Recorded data
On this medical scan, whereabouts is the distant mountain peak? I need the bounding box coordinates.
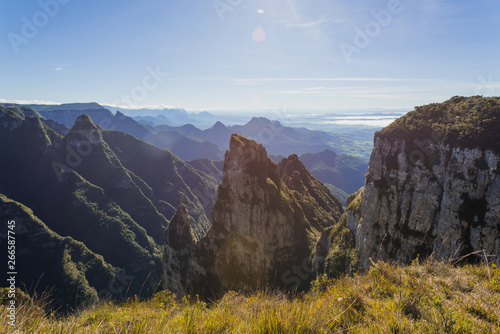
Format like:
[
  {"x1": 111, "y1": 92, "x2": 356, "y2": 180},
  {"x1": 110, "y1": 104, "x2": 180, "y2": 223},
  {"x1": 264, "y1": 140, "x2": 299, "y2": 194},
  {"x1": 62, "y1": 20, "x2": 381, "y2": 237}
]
[
  {"x1": 163, "y1": 133, "x2": 343, "y2": 298},
  {"x1": 212, "y1": 121, "x2": 227, "y2": 129},
  {"x1": 73, "y1": 114, "x2": 97, "y2": 129}
]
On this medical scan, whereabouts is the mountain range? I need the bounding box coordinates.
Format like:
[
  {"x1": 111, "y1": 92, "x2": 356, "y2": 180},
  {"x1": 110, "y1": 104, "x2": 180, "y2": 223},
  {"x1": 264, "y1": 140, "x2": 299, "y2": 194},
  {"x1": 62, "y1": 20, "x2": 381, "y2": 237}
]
[
  {"x1": 0, "y1": 106, "x2": 217, "y2": 308},
  {"x1": 23, "y1": 103, "x2": 367, "y2": 203}
]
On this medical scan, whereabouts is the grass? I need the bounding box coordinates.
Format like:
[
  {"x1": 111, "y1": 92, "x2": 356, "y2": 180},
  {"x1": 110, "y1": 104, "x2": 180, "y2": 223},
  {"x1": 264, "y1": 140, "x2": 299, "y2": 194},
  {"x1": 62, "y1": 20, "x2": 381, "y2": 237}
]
[{"x1": 0, "y1": 260, "x2": 500, "y2": 333}]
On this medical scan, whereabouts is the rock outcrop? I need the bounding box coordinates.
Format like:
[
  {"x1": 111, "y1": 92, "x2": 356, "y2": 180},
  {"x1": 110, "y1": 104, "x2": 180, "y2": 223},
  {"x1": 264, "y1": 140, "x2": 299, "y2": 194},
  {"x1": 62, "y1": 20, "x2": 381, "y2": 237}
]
[
  {"x1": 347, "y1": 97, "x2": 500, "y2": 268},
  {"x1": 163, "y1": 134, "x2": 343, "y2": 298}
]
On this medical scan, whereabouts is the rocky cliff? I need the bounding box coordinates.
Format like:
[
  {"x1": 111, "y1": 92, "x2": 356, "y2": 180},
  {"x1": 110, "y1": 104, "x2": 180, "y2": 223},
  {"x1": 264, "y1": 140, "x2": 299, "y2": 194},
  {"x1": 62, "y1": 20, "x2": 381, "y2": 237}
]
[
  {"x1": 347, "y1": 97, "x2": 500, "y2": 268},
  {"x1": 163, "y1": 134, "x2": 343, "y2": 298}
]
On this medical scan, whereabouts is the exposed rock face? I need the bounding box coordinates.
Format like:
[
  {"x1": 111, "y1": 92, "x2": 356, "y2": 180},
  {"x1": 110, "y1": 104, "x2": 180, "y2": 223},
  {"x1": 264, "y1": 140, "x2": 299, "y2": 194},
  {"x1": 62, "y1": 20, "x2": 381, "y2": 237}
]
[
  {"x1": 164, "y1": 135, "x2": 342, "y2": 298},
  {"x1": 347, "y1": 98, "x2": 500, "y2": 268}
]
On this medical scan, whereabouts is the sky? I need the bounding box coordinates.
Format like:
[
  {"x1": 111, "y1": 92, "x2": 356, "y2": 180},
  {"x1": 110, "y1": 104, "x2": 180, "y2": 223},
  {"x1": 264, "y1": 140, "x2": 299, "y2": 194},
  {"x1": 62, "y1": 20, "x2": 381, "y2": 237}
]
[{"x1": 0, "y1": 0, "x2": 500, "y2": 111}]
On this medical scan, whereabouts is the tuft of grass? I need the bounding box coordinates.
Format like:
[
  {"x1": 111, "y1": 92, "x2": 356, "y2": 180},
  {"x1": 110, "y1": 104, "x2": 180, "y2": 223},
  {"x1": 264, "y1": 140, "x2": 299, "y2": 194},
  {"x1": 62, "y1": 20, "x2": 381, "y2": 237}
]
[{"x1": 0, "y1": 259, "x2": 500, "y2": 334}]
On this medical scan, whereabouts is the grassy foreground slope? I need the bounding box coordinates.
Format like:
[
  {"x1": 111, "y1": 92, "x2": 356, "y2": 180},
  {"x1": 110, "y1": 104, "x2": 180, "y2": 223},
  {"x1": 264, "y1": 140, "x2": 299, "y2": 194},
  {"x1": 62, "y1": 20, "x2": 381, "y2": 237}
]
[{"x1": 0, "y1": 260, "x2": 500, "y2": 333}]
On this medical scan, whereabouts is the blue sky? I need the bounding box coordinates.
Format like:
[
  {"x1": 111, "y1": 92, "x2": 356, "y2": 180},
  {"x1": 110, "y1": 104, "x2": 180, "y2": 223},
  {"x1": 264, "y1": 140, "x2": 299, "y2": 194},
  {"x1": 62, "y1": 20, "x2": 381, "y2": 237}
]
[{"x1": 0, "y1": 0, "x2": 500, "y2": 111}]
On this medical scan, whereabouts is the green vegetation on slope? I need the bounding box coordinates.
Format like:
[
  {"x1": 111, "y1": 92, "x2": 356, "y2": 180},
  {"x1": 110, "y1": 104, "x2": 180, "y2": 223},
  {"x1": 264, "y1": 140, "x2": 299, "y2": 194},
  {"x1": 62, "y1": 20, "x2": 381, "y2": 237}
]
[
  {"x1": 0, "y1": 194, "x2": 119, "y2": 310},
  {"x1": 0, "y1": 260, "x2": 500, "y2": 334},
  {"x1": 375, "y1": 96, "x2": 500, "y2": 153}
]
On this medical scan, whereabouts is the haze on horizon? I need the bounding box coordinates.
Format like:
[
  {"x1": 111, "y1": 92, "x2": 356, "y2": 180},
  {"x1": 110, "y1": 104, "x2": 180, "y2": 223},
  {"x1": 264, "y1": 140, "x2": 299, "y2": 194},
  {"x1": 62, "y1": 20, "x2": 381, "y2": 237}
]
[{"x1": 0, "y1": 0, "x2": 500, "y2": 110}]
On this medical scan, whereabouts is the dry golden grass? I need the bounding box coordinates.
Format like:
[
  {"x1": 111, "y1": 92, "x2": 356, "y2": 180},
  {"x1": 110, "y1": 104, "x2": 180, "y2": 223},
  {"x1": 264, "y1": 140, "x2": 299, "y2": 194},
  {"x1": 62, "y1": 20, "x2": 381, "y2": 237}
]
[{"x1": 0, "y1": 260, "x2": 500, "y2": 333}]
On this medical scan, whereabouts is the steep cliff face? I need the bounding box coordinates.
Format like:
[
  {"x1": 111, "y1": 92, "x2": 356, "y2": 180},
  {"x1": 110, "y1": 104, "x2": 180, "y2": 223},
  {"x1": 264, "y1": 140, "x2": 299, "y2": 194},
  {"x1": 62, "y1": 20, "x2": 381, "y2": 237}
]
[
  {"x1": 164, "y1": 135, "x2": 342, "y2": 297},
  {"x1": 347, "y1": 97, "x2": 500, "y2": 268}
]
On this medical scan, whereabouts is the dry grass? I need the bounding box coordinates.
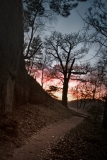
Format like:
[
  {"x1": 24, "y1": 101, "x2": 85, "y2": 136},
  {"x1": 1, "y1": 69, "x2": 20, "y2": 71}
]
[{"x1": 45, "y1": 118, "x2": 107, "y2": 160}]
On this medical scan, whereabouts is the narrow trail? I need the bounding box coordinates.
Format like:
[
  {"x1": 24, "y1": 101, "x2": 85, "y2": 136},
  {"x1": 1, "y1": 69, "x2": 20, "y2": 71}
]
[{"x1": 9, "y1": 116, "x2": 84, "y2": 160}]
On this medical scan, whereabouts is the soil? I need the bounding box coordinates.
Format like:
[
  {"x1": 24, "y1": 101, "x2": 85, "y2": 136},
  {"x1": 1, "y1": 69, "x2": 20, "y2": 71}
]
[
  {"x1": 9, "y1": 116, "x2": 83, "y2": 160},
  {"x1": 0, "y1": 100, "x2": 83, "y2": 160}
]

▸ **AIM**
Reproduce the rows from the line containing "On this medical scan, whereabouts is the dry grass?" through the end of the rows, inclusive, replacing "Format like" with "Formatted as" and keeping everything else unchanged. Omit the pictures from the output.

▸ **RESULT OF THIS EXERCISE**
On this medical scan, whereabouts is the dry grass? I need the bounding box coordinates.
Formatted as:
[
  {"x1": 24, "y1": 101, "x2": 85, "y2": 136},
  {"x1": 1, "y1": 69, "x2": 20, "y2": 71}
]
[{"x1": 45, "y1": 118, "x2": 107, "y2": 160}]
On this medical scan, whereabouts is the narrow trail? I need the bounding box coordinates.
Formatted as:
[
  {"x1": 24, "y1": 101, "x2": 85, "y2": 136},
  {"x1": 1, "y1": 69, "x2": 20, "y2": 71}
]
[{"x1": 9, "y1": 116, "x2": 84, "y2": 160}]
On this medical scan, whereabouts is the soil? I need the bounding box coordinates.
Formatted as:
[
  {"x1": 24, "y1": 101, "x2": 85, "y2": 136},
  {"x1": 1, "y1": 69, "x2": 20, "y2": 71}
]
[
  {"x1": 9, "y1": 116, "x2": 83, "y2": 160},
  {"x1": 0, "y1": 100, "x2": 83, "y2": 160}
]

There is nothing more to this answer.